Source document –
○ ○ ○ ○ ○ ○ ○
Early Intervention - NEDAW musings

Today is officially the last day of Eating Disorder Awareness Week. Before it passes over I feel the need to talk about the focus for 2017 as set by B-eat which is Early Intervention.

The topic is a difficult one for me, most of all because any focus on early intervention felt very lacking all those years ago when I became ill. It was more of case of waiting for sufferers of eating disorders to reach a point of acute danger before offering any substantial help, sometimes pushing so far that there was no in between from being given no care to then suddenly passing a line whereby you are an emergency  case. Weight was always the quantifier, and so often it felt like you had to lose more in order to get any kind of recognition or treatment. Messed up is having to push yourself to get worse just so you can get better.

This is still happening. But I have also noticed progress, with some being taken seriously at an early stage, where the outcome of recovery is more likely. The sooner the better, as more quality of life can be preserved. Unfortunately despite the change of direction funds are still being squeezed, with the NHS budget out of breath and gasping. Mental health beds are continuing to be cut, and so it’s still a struggle for many treatment facilities to take anyone beyond those at great medical risk. It’s further down that some head-way can be made I feel, using outpatient and day patient resources to stop further admissions down the line if at all possible.
○ ○ ○ ○ ○ ○ ○
Given data –
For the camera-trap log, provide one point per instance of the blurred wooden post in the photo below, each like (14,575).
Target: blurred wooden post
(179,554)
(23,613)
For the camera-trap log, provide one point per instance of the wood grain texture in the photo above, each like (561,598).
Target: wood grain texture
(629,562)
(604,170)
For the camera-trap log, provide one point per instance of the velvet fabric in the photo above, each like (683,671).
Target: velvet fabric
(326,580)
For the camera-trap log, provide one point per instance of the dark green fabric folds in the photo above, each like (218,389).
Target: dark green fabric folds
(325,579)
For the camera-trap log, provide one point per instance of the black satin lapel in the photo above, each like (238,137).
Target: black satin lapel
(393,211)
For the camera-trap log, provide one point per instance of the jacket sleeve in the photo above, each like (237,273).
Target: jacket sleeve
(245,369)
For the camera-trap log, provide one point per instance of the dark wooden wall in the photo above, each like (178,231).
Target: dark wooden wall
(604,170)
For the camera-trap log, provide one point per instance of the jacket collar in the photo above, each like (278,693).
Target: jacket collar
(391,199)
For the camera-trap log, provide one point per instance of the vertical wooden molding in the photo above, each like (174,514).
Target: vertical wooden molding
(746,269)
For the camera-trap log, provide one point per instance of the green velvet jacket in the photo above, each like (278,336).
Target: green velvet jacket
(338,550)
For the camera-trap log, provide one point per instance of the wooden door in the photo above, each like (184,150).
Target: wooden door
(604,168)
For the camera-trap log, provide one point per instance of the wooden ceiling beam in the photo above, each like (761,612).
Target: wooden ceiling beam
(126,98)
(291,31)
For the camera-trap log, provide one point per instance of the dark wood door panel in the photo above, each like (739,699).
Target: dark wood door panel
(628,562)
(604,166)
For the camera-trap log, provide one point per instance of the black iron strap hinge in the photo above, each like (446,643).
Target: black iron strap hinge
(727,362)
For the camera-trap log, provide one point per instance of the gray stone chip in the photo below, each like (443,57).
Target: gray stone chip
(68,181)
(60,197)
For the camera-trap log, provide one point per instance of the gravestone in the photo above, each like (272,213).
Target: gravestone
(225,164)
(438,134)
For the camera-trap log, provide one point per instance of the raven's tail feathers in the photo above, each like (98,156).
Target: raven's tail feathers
○ ○ ○ ○ ○ ○ ○
Reproduce the early intervention post in full, word for word, with no changes.

Problem solution –
Early Intervention - NEDAW musings

Today is officially the last day of Eating Disorder Awareness Week. Before it passes over I feel the need to talk about the focus for 2017 as set by B-eat which is Early Intervention.

The topic is a difficult one for me, most of all because any focus on early intervention felt very lacking all those years ago when I became ill. It was more of case of waiting for sufferers of eating disorders to reach a point of acute danger before offering any substantial help, sometimes pushing so far that there was no in between from being given no care to then suddenly passing a line whereby you are an emergency  case. Weight was always the quantifier, and so often it felt like you had to lose more in order to get any kind of recognition or treatment. Messed up is having to push yourself to get worse just so you can get better.

This is still happening. But I have also noticed progress, with some being taken seriously at an early stage, where the outcome of recovery is more likely. The sooner the better, as more quality of life can be preserved. Unfortunately despite the change of direction funds are still being squeezed, with the NHS budget out of breath and gasping. Mental health beds are continuing to be cut, and so it’s still a struggle for many treatment facilities to take anyone beyond those at great medical risk. It’s further down that some head-way can be made I feel, using outpatient and day patient resources to stop further admissions down the line if at all possible.